TASK TO CARRY OUT: Only the lines from the one with "-- sample [129,359]." through the end of the material, both ends included, should be retyped exactly.

─── DATA PROVIDED ───

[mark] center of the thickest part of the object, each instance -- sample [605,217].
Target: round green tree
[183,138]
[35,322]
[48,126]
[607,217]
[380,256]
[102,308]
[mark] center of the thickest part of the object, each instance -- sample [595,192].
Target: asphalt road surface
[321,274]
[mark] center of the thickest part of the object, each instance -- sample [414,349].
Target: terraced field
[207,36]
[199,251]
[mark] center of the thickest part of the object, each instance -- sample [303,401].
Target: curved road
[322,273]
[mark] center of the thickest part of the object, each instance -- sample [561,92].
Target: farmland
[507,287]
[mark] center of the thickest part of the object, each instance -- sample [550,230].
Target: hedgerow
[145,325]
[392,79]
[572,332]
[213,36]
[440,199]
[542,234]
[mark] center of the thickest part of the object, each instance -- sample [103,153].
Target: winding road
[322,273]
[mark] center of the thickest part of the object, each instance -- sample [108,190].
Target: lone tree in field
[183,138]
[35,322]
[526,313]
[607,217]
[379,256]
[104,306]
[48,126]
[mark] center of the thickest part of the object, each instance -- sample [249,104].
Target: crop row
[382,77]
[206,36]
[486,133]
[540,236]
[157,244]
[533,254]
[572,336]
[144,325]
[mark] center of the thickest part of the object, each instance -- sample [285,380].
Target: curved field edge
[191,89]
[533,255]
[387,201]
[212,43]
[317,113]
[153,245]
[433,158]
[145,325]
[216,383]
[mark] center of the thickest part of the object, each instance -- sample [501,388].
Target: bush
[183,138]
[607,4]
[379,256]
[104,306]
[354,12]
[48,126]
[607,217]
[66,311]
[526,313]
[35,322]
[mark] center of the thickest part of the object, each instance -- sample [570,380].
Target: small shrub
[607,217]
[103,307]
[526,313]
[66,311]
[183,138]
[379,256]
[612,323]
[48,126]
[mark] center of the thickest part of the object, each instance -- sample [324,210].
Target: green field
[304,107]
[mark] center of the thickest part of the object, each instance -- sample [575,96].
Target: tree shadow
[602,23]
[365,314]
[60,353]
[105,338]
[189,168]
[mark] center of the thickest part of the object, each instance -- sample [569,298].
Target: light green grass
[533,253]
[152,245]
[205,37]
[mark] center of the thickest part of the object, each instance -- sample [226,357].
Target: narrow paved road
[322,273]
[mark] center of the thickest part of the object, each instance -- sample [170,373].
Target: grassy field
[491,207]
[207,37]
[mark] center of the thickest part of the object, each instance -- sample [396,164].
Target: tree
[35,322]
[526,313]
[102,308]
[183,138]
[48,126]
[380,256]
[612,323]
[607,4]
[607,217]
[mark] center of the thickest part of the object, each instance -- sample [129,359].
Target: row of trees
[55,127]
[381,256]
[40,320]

───

TASK ANSWER:
[mark] center of the thickest part of the object, each instance -- sample [129,359].
Target: row of trees
[55,127]
[381,256]
[40,320]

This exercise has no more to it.